Problem A
In the post titled "Beware: Grumpy Old Woman," list the things the writer gives as the reason for being grumpy.
Problem B
Carry on writing the post about mood swings during cancer recovery, starting after its final sentence.

Exercise text
Beware: Grumpy Old Woman



It's NOT because I'm a woman! (That is a disclaimer for all the men reading this) It's because of the cancer, surgery, recovery and treatment. I've been having huge mood swings similar to PMS. (Some might say worse) One minute I'm happy and the next I'm crabby and rude. I'm also having anxiety and that's a new experience!  I couldn't decide if it was because I wasn't getting any sleep, from constant pain, or perhaps a hormonal change from the crappy cancer.

I was afraid I was alienating myself from my loved ones, and hated the way it was making me feel. My precious husband just keeps sticking with me, assuring me of his love no matter what.

After opening up to my support group and doctor, I'm told this is normal. Every single woman I talked to was having the same issue! Great! At least I'm not alone and losing my delightful personality!  :)

Extracted information
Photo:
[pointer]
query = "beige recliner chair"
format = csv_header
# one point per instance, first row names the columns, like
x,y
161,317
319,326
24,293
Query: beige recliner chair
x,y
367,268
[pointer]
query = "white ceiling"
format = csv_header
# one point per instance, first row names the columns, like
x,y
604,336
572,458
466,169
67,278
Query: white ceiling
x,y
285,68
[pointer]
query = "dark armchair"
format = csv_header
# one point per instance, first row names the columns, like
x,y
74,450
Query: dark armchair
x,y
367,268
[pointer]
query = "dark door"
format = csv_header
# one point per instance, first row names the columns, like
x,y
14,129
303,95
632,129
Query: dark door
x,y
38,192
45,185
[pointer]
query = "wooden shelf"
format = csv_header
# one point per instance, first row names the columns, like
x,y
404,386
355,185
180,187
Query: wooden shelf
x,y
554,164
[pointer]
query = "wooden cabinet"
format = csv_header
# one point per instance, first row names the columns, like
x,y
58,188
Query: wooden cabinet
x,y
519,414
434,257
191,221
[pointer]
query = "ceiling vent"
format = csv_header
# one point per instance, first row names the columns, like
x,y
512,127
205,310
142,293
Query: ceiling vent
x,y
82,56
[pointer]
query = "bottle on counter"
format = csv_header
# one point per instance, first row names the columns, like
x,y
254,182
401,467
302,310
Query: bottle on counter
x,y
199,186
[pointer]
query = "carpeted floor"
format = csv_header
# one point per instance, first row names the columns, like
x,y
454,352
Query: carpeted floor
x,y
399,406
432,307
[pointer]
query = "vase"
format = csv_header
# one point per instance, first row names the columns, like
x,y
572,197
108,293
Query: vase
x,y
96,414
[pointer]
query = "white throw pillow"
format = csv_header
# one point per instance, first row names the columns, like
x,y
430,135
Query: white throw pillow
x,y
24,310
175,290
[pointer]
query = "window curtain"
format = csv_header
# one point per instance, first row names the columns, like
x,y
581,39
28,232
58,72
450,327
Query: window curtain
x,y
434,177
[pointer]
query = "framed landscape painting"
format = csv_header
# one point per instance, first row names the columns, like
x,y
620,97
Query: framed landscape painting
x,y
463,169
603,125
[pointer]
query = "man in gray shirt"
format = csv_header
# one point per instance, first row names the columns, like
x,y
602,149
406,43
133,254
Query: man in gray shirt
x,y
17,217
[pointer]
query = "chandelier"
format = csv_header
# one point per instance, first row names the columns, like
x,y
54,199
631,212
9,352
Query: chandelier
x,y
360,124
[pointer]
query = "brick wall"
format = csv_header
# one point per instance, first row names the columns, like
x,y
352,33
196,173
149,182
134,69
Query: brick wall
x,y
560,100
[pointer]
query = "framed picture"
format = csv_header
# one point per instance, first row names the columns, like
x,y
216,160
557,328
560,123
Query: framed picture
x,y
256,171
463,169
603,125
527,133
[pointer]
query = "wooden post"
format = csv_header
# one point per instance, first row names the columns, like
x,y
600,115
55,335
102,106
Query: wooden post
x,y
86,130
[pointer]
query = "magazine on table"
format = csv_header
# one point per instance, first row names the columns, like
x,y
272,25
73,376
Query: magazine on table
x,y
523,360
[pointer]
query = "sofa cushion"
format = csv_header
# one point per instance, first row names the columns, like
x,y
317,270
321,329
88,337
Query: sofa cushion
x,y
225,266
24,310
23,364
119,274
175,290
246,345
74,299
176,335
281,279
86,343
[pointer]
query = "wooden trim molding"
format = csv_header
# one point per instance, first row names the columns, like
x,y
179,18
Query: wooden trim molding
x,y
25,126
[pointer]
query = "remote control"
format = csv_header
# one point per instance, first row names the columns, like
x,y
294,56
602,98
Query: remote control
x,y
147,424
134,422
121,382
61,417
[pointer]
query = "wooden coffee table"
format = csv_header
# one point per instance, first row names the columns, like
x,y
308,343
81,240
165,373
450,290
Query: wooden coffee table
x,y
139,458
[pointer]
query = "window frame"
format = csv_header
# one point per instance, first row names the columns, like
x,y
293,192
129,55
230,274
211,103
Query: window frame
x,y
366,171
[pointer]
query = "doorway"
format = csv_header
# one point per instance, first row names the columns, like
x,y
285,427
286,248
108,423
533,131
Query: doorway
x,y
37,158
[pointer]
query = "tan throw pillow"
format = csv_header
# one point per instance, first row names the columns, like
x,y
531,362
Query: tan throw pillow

Expected output A
The cancer, surgery, recovery, and treatment.

Expected output B
It's a journey that's not too pleasant with many different side affects. PTSD is not uncommon among cancer patients. I wouldn't go that far, but I was reassured it would get better. I feel like I need to wear a sign around my neck warning people: "This isn't who I am. It's only temporary. "

One woman told me her son made her a sign to hang on her door: "Beware of Grumpy Old Woman." She took that well!

So if I bite your head off or show annoyance, please bear with me and remember it's the crappy cancer and the treatment that's screwing with my body and mind. I'm trying to be cautiously aware of my snippiness. Crappy cancer, I hate you!